* Study text *
Using NVIDIA NIM-based optimization, TCS achieved low latency (close to real time) and high throughput on NVIDIA DGX systems. Post-training quantization using NIM microservices including NVIDIA TensorRT-LLM helps reduce GPU utilization and latency. NIM also provides inferencing APIs, which can be directly invoked from application services.

Benchmarks to identify the best model

A comparison study of GPU utilization, training parameters, and output accuracies for TCS test case generator pipeline on different LLMs was conducted to select the most appropriate ones.

The TCS test case generation pipeline using NeMo starts with an input, which can be a specifications document from the customer, or a prompt based on these specs.

These inputs are fed to the LLM NIM microservices fine-tuned with auto-specific data.

The generated output is verified for incorrect and duplicate test cases. If needed, a new prompt is used to correct or generate more test cases, and the process is repeated.

Accuracy and coverage are used for comparison.

In terms of latency, on average NIM based inference is around 2.5x to 3x faster than other open-source-based direct inference scenarios with similar accuracies.

Figure 4 shows a comparison of pretrained models to help users identify the best model for a given use case and select the most suitable base model for the requirement. This comparison includes not just accuracy and number of test cases but also decision coverage, condition coverage, and Modified Condition Decision Coverage (MCDC).

Figure 4. Comparison of pretrained models based on accuracy and average number of test cases

*Considering requirements of test case scenario only

Decision coverage

Decision coverage evaluates decision points within a model, such as switch blocks or flow states, by calculating the percentage of simulation paths traversed during testing. Full coverage is achieved when all possible paths through these decision points are executed at least once.

Condition coverage

Condition coverage examines the logical combinations of inputs and state flow transitions. Full coverage is obtained when each input and transition condition in the model is tested to be both true and false at least once during the simulation.

MCDC

MCDC assesses the independence of logical inputs and transition conditions in a model. Full coverage is achieved when a change in one input or condition, independent of others, directly causes a change in the model’s output or triggers a transition.

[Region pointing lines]
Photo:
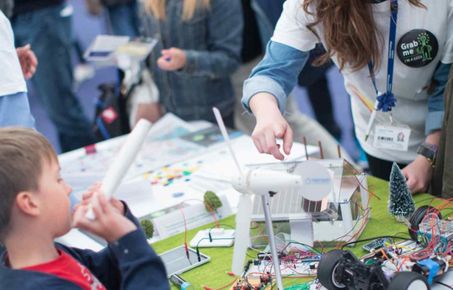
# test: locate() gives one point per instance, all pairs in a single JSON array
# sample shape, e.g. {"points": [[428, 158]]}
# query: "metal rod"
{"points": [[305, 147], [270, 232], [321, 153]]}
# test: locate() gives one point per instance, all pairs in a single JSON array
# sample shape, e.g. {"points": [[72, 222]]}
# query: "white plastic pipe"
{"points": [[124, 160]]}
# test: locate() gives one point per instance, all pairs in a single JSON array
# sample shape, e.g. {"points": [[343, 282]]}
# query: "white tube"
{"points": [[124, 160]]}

* * *

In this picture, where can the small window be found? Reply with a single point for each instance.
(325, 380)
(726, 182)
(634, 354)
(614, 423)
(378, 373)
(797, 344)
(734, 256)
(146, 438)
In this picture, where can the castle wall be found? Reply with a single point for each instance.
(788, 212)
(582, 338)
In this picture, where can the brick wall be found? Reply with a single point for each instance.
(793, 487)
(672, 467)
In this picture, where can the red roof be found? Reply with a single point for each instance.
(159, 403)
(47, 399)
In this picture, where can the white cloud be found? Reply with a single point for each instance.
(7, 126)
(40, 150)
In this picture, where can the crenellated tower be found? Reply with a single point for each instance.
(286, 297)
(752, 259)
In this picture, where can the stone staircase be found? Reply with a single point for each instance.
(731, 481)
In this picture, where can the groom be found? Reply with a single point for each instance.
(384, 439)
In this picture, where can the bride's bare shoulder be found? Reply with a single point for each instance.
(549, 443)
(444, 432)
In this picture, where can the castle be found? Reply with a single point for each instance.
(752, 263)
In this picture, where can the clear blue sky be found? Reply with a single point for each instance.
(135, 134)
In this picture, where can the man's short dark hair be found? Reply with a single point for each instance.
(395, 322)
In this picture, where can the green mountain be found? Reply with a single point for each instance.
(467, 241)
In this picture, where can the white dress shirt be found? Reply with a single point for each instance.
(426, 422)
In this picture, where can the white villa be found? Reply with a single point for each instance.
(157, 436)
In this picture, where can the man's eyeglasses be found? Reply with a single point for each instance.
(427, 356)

* What to work on *
a. Reproduce the article on test case generation between "These inputs are" and "used for comparison.", inclusive.
b. Carry the article on test case generation forward from the point where it stops.
The lines above are separate material and have no connection to the article on test case generation.

* Responses *
a.
These inputs are fed to the LLM NIM microservices fine-tuned with auto-specific data.

The generated output is verified for incorrect and duplicate test cases. If needed, a new prompt is used to correct or generate more test cases, and the process is repeated.

Accuracy and coverage are used for comparison.

b.
Table 1 provides insight into why choosing the Llama 3 8B Instruct model fine-tuned with NVIDIA NIM in this case outperforms on accuracy, decision, and MCDC criteria. Note that online model inferencing and fine-tuning were not in the scope of this work, as the customer data is sensitive and all the training and inference TCS conducted was on offline mode only using TCS on-premises NVIDIA DGX H100 systems.

Comparison considering base as Llama 3 8B Instruct (pretrained versus fine-tuned)*ModelAccuracyDecisionConditionMCDCLlama 3 8B Instruct NVIDIA NIM pretrained87%84.5%88.56%71.22%Llama 3 8B Instruct NVIDIA NIM fine-tuned91%85.1%87.89%73.11%Table 1. Comparison of pretrained and fine-tuned Llama 3 8B Instruct model

*Considering requirements of test case scenario only

Using LLMs can reduce the cost and time for the training and development of automotive software. With minimal manual intervention, LLMs help understand the key requirements and write automated test cases. They can also generate scenarios and test cases, which experts can then validate for accuracy and coverage.

Conclusion

With the expertise in the generative AI and automotive domains, TCS has developed a highly efficient automotive test case generation pipeline using NVIDIA DGX H100 systems and software including NVIDIA NIM and NVIDIA NeMo. This model, fine-tuned with the NVIDIA NeMo framework, along with faster inference possible with NIM, resulted in accuracies and coverage higher than that of existing models available with low latency. TCS has observed ~2x acceleration in its overall test case generation pipeline.

TCS is also using NeMo and NIM to advance conversational LLMs, visual LLMs for context understanding, and image-based generative adversarial network models. TCS also will be using NVIDIA Blueprints to explore multimodal capabilities and will further refine the software engineering lifecycle.